From the entries below, keep only the lines that contain the word "green", and copy each of those lines in full.

-- START --

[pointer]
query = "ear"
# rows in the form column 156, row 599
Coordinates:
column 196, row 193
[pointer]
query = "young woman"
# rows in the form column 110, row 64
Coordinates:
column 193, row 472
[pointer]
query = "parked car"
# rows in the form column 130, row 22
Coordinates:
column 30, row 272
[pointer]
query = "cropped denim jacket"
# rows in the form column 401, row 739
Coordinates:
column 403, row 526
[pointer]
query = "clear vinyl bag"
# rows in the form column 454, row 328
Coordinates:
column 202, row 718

-- END --
-- START --

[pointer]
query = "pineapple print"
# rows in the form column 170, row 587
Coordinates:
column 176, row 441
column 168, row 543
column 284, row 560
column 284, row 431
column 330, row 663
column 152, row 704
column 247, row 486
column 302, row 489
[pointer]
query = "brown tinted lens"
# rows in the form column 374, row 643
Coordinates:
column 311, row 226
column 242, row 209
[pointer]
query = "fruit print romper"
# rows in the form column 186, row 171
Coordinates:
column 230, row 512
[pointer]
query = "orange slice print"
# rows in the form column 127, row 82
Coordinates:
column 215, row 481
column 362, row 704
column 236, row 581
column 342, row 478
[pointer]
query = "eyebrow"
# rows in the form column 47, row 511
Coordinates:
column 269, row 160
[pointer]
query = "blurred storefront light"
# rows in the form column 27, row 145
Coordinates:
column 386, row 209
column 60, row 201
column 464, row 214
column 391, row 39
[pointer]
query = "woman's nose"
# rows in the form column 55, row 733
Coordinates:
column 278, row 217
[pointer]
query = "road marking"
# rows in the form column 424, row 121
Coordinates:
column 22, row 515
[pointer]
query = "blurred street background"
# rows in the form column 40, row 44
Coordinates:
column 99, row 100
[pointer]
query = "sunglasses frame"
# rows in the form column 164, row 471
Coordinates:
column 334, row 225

-- END --
-- START --

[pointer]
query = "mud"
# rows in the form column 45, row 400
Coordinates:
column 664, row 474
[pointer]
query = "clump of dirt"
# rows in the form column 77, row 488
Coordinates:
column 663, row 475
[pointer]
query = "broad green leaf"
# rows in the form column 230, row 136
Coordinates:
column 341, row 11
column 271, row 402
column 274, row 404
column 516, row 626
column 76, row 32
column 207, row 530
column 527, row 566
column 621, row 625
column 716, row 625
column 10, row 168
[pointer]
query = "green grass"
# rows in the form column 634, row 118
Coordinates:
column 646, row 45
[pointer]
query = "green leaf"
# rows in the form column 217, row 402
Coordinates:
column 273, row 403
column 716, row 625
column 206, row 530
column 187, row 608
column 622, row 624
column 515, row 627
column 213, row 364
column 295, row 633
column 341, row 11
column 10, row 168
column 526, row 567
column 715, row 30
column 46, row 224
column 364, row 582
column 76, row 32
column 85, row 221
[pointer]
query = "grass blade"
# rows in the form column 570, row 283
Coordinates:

-- END --

Expected answer –
query = "broad green leaf"
query = "green grass"
query = "green leaf"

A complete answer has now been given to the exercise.